YOUR OBJECTIVE –
Write a continuation of the passage below on quantum-effect research and Japanese optoelectronic engineering, starting right after its final sentence.

PAGE EXCERPT –
• • • • • • •

Research based on quantum effects has yielded numerous advances, including physical research into the behavior of electrons in ultramicroscopic structures, the development of applications like semiconductor lasers and other optical devices, and improvements in the performance of electronic devices. The focus now is on achieving clearer quantum effects through an improved understanding of low-level quantum effects and on using this knowledge in high-performance electronic devices. New areas, such as single-electron devices and electron wave devices, may be opened up in relation to the technologies of semiconductor microprocessing and crystal-growing, which are essential to the creation of quantum structures.

Japan leads the world in optoelectronic engineering. Continuous oscillation of surface emitting laser diodes at normal temperatures has been achieved, and efforts are now focused on developing applications, such as fiber-optic communications, high-speed parallel processing, and optical interconnections, Intensive research has also been devoted to large-capacity data storage devices, such as optical disks and magnetic recording media, and commercial products based on this technology are already in wide use.

• • • • • • •

RECORD EXCERPTS –
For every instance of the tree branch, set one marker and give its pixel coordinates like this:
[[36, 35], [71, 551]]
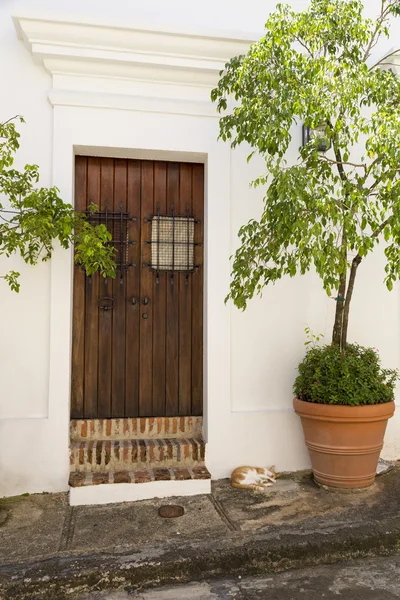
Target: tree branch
[[350, 164], [381, 61], [380, 20]]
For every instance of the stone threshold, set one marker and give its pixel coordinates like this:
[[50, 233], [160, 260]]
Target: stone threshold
[[79, 479], [122, 486], [136, 428], [112, 455]]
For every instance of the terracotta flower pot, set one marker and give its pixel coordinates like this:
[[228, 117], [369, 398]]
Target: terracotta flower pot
[[344, 441]]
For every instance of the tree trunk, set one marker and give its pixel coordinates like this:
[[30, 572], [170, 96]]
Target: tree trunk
[[353, 272], [340, 304]]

• • • • • • •

EXERCISE ANSWER –
A new field known as "organic electronics" has been established, and applications, based primarily on thin-film formation technology, are being developed in such areas as control of the electrical and optical characteristics of organic molecules, as well as sensors and other electronic devices. Research relating to the development of circuits for semiconductor devices and invertors (frequency conversion systems) for use in electric power applications is meanwhile contributing to the efficient utilization of electrical energy.

Japanese research is producing highly sophisticated advances in the field of superconducting oxides. The priority in this area is the development of devices and application equipment. This work is expected to influence a wide range of other fields in the future.

A priority In accelerator science will be the control of beam instabilities in the B Factory and SPring 8 (a large-scale synchrotron radiation facility). Future research and development goals include the creation of a large-scale hadron collider, a linear collider, a muon collider, and a coherent light source with matched phases. Work in these areas will also involve international cooperation.

There has been considerable research relating to fusion science, or plasma engineering, and nuclear mechanics. Tokamak-type facilities have already been brought to a critical state and are a probable candidate for the development of a practical system. Research on a large-scale helical device (LHD) developed by the National Institute for Fusion Science is meanwhile making a valuable contribution to our overall understanding of the generation and control of steady-state plasmas and the characteristics of torus plasmas. Osaka University's Institute of Laser Engineering has raised the level of compression to 6OO times solid-state density. The results of plasma research are used in the dry processing of semiconductors (microprocessing using gases). In the future, this work is also expected to contribute to advances in the science of complex systems, including nonlinear and nonequilibrium theories.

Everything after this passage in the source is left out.